── Data section

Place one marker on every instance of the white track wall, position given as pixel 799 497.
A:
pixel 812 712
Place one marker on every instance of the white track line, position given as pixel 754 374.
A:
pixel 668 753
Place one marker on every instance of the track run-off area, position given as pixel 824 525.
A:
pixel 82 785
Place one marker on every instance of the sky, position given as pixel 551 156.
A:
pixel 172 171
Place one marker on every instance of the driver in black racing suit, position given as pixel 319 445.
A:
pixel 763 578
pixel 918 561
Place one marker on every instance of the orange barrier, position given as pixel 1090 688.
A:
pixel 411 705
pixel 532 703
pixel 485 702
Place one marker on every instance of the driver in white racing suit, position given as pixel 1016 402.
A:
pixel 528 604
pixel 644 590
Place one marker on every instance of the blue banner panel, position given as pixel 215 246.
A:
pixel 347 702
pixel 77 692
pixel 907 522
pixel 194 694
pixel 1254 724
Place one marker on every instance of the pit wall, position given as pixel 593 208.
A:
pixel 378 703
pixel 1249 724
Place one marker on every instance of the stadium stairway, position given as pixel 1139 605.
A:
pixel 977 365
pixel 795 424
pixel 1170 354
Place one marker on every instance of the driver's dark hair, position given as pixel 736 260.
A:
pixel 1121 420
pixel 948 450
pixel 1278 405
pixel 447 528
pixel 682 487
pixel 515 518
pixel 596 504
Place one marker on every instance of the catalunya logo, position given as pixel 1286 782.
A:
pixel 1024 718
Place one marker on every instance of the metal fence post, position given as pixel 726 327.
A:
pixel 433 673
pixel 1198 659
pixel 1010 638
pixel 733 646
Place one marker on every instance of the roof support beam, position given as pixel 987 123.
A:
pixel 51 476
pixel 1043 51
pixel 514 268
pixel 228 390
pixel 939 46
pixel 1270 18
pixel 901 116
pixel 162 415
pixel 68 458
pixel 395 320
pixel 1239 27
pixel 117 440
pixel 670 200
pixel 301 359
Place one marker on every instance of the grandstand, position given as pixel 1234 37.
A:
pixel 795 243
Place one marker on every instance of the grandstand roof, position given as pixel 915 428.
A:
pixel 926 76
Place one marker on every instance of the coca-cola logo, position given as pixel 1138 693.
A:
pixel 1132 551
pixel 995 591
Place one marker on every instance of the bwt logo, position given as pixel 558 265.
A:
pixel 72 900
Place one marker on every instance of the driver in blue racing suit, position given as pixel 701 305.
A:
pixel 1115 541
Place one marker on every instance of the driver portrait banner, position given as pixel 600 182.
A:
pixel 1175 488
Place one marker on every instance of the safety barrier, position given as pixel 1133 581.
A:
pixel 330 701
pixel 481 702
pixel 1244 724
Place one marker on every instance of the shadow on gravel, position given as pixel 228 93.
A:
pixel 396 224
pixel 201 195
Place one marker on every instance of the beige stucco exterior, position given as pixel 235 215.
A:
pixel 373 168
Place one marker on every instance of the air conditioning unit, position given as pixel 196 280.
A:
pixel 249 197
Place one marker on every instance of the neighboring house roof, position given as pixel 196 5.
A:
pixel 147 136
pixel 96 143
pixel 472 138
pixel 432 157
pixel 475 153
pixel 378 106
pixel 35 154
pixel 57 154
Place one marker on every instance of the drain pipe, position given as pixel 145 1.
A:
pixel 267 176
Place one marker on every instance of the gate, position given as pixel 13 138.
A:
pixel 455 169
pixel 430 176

────

## Exercise requirements
Convert all of the material above into a JSON list of strings, one string per line, leaving out any blank lines.

## Answer to this problem
[
  "Place one marker on every instance of the white track wall, position given as pixel 799 497.",
  "A:",
  "pixel 812 712",
  "Place one marker on every instance of the white track line, position given as pixel 754 374.",
  "A:",
  "pixel 668 753",
  "Place one marker on every instance of the track run-off area, position given as pixel 824 525.",
  "A:",
  "pixel 82 785",
  "Place one marker on every instance of the sky, position given as pixel 551 156.",
  "A:",
  "pixel 172 171",
  "Place one marker on every instance of the driver in black racing suit, position given as pixel 319 445.",
  "A:",
  "pixel 763 578",
  "pixel 918 561",
  "Place one marker on every instance of the orange barrier, position given as pixel 1090 688.",
  "A:",
  "pixel 411 705",
  "pixel 532 703",
  "pixel 485 702",
  "Place one marker on every instance of the driver in white racing suit, position given as pixel 1016 402.",
  "A:",
  "pixel 528 604",
  "pixel 644 590",
  "Place one marker on every instance of the blue banner panel, position given as pixel 215 246.",
  "A:",
  "pixel 347 702",
  "pixel 77 692",
  "pixel 907 522",
  "pixel 194 694",
  "pixel 1254 724",
  "Place one marker on every instance of the pit wall, position given as pixel 593 208.",
  "A:",
  "pixel 378 703",
  "pixel 1249 724",
  "Place one marker on every instance of the stadium stairway, position given as pixel 1139 605.",
  "A:",
  "pixel 977 365",
  "pixel 795 424",
  "pixel 1170 354",
  "Place one marker on every instance of the driver's dark hair, position given as pixel 736 260.",
  "A:",
  "pixel 1121 420",
  "pixel 948 450",
  "pixel 1278 405",
  "pixel 447 528",
  "pixel 682 487",
  "pixel 515 518",
  "pixel 596 504",
  "Place one marker on every instance of the catalunya logo, position given as pixel 1286 782.",
  "A:",
  "pixel 1024 718",
  "Place one marker on every instance of the metal fence post, position given as pixel 726 327.",
  "A:",
  "pixel 433 673",
  "pixel 1198 659",
  "pixel 1010 638",
  "pixel 733 646",
  "Place one marker on every instance of the roof support beam, position given as pixel 987 123.",
  "A:",
  "pixel 51 476",
  "pixel 1043 51",
  "pixel 514 268",
  "pixel 228 390",
  "pixel 939 46",
  "pixel 1270 18",
  "pixel 901 116",
  "pixel 162 415",
  "pixel 68 458",
  "pixel 395 320",
  "pixel 1239 27",
  "pixel 117 440",
  "pixel 670 200",
  "pixel 301 359",
  "Place one marker on every instance of the grandstand, position given as pixel 1234 37.",
  "A:",
  "pixel 795 243",
  "Place one marker on every instance of the grandstand roof, position given as pixel 915 428.",
  "A:",
  "pixel 926 76",
  "Place one marker on every instance of the coca-cola logo, position given as pixel 1138 693.",
  "A:",
  "pixel 1132 551",
  "pixel 995 591",
  "Place one marker on every instance of the bwt logo, position given as pixel 558 265.",
  "A:",
  "pixel 72 900",
  "Place one marker on every instance of the driver in blue racing suit, position given as pixel 701 305.",
  "A:",
  "pixel 1115 541",
  "Place one marker on every instance of the driver portrait banner, position given as pixel 600 182.",
  "A:",
  "pixel 1175 488",
  "Place one marker on every instance of the safety barrier, position given as pixel 1133 581.",
  "A:",
  "pixel 330 701",
  "pixel 481 702",
  "pixel 1244 724",
  "Place one marker on every instance of the shadow on gravel, position given as pixel 228 93.",
  "A:",
  "pixel 396 224",
  "pixel 201 195",
  "Place one marker on every instance of the beige stucco exterior, position given as pixel 235 215.",
  "A:",
  "pixel 373 168",
  "Place one marker on every instance of the air conditioning unit, position given as pixel 196 280.",
  "A:",
  "pixel 249 197",
  "Place one marker on every instance of the neighboring house roof, position given as pixel 196 5.",
  "A:",
  "pixel 147 136",
  "pixel 96 143",
  "pixel 472 138",
  "pixel 432 157",
  "pixel 475 153",
  "pixel 378 106",
  "pixel 35 154",
  "pixel 57 154",
  "Place one marker on every instance of the drain pipe, position given as pixel 145 1.",
  "A:",
  "pixel 267 176",
  "Place one marker on every instance of the gate, position given as pixel 13 138.",
  "A:",
  "pixel 455 169",
  "pixel 430 176"
]